------ Excerpted passage

That was where I left Vrael-Saar in 2004. I had almost four years of Journal Notes–The Chronicles of Vrael-Saar–before my travel drive died and I lost all of it. Even my friend, who was DM, kept track of matters with those Journals: though we still have yet to see if any survived.
It is now 2014. This homemade world, which I ended up contributing a lot to based on my actions and my own writing, got rebooted and there are new rules and histories now. However, it’s much in the way that mythologies can be retold: the details might be different, but the essence of the narrative is still the same. I am now a human Imperial Alchemist named Marcus Arctrurian: who is also the Baron of Wrengardt. As we did long ago, I rolled my background class and made out a little better than that first time years ago.
The Baron is a character I am fleshing out now, but he and his companions have infiltrated a secret stronghold where some cultists are performing some terrifying experiments on captive farmers. And after he defeated one of their leaders, a corrupt town guard, we found a parchment with a skull and a snake coming out of it.

------------
------ Information provided

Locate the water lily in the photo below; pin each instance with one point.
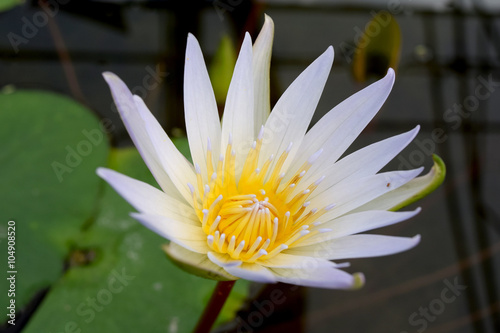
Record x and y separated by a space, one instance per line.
265 199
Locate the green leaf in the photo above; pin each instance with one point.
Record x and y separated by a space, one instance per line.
8 4
410 192
420 187
221 68
151 295
379 47
50 147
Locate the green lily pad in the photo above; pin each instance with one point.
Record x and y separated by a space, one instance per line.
221 68
49 148
129 286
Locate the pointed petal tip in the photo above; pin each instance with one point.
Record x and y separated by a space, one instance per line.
111 77
359 281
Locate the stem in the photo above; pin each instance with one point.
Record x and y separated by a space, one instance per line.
214 306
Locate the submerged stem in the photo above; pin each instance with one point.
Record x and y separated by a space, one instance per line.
214 306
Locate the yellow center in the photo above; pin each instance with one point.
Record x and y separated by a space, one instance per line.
258 216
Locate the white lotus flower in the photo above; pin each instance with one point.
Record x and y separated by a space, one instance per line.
266 200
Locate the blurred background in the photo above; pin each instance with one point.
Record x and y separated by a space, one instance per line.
447 58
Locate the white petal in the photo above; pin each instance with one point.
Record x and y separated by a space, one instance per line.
223 260
252 272
363 162
174 163
350 195
137 131
202 117
283 260
338 128
319 277
238 119
292 113
186 235
356 223
357 246
401 194
261 63
148 199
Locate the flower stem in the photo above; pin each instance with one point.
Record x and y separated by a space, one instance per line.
214 306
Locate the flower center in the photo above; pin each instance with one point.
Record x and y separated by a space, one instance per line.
257 216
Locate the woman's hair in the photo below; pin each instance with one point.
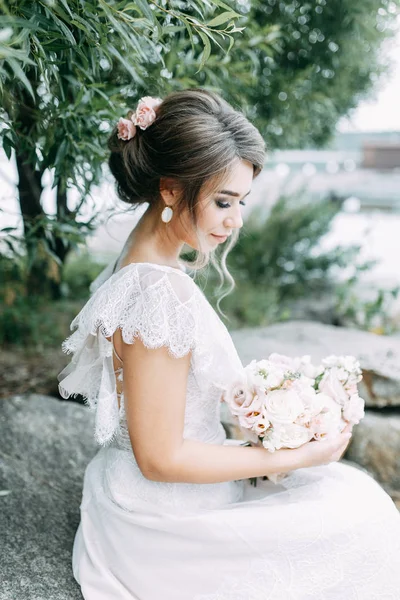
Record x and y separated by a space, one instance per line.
196 136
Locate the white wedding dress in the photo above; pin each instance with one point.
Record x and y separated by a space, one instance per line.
323 533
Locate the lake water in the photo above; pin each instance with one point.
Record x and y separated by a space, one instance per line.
376 227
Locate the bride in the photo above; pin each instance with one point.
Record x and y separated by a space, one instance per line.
167 510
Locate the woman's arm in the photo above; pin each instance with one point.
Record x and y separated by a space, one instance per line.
155 397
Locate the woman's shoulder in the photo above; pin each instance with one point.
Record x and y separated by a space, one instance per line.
147 298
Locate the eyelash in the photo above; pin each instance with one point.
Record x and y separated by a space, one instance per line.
226 204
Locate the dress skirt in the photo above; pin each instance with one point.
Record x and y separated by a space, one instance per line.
323 533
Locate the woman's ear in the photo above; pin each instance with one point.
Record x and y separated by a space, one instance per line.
170 190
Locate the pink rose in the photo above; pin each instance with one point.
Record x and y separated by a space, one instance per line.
241 400
145 113
354 409
126 129
329 420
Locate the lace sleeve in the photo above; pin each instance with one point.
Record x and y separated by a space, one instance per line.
159 306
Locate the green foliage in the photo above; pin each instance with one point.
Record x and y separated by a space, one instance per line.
68 68
277 260
297 67
368 310
79 272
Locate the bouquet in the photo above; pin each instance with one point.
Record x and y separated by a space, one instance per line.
285 402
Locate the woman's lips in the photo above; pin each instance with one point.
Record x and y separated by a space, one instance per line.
220 238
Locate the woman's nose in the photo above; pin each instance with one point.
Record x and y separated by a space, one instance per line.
235 220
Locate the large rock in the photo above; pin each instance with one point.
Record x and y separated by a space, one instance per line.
375 445
379 355
45 445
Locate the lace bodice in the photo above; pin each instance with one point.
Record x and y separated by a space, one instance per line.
164 307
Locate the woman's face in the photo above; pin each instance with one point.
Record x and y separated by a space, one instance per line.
219 211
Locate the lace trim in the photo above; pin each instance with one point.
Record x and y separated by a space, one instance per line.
161 307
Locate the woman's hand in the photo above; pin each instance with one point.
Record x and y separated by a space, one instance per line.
323 452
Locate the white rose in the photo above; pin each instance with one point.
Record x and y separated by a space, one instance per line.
283 406
354 409
328 421
285 363
241 399
331 386
291 435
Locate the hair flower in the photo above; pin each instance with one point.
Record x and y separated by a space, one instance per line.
126 129
143 117
145 112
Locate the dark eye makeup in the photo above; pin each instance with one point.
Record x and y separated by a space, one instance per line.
227 204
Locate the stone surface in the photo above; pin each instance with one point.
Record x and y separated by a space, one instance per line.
45 445
375 445
379 355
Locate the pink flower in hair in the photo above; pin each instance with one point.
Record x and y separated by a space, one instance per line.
146 111
126 129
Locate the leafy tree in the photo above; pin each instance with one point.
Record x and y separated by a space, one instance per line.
298 65
69 68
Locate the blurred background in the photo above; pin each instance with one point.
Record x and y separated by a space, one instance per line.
320 79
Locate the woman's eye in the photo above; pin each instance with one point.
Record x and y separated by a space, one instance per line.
222 204
226 204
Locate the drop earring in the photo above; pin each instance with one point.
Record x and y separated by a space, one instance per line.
166 214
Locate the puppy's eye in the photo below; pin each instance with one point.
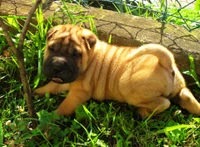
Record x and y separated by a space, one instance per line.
76 54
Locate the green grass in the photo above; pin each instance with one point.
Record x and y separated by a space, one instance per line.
94 123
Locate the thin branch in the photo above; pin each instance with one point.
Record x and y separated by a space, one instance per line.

------------

* Explore the material *
a: Rewrite the Vrael-Saar passage from the words "It is now 2014." through "time years ago.", replacing "Imperial Alchemist" with "Imperial Artificer".
b: Answer these questions from the Vrael-Saar passage:
(i) In what year was Vrael-Saar left behind?
(ii) What kind of character is Marcus Arctrurian, and what title does he also hold?
(iii) What is shown on the parchment found after the corrupt town guard is defeated?
c: Continue the Vrael-Saar passage from where it stops.

* Answers in order *
a:
It is now 2014. This homemade world, which I ended up contributing a lot to based on my actions and my own writing, got rebooted and there are new rules and histories now. However, it’s much in the way that mythologies can be retold: the details might be different, but the essence of the narrative is still the same. I am now a human Imperial Artificer named Marcus Arctrurian: who is also the Baron of Wrengardt. As we did long ago, I rolled my background class and made out a little better than that first time years ago.

b:
(i) 2004
(ii) A human Imperial Alchemist, who is also the Baron of Wrengardt.
(iii) A skull with a snake coming out of it.

c:
A little before this, we played another game that was another variation of our homemade universe. Many of our old characters either long since passed or, if they had been immortal or particularly powerful, had become demigods. My DM friend informed me then that Vrael-Saar had become one of these gods, but we only encountered him peripherally: as followers to another character I created (as a story character or NPC) were using one of his artifacts. In that world, he was called The Snake Tongue.
But this time, in this game, in another variant of that world, we are dealing with a massive network of Demon-worshippers and agents known as The Cult of Saar.
I created Vrael-Saar, long ago, from a lot of young adult frustration, anger and general angst. He grew over the years and became something else. While this is another reboot, there are some characteristics about him that I would imagine to be exactly the same. He is also called The Snake Tongue in this world, but he has another epithet.
He is called The Lord of Lies.
And he is basically a Demon Lord now, if not the equivalent of a demon god. Essentially, I have come face to face with my creation as an idea transmitted overtime and taken to the nth degree from what I had been planning to do with him. And while I even wrote a new story about him as a Demon Lord, for all my educated guesses even I don’t know what he is planning.
And that frightens me: even as it thrills.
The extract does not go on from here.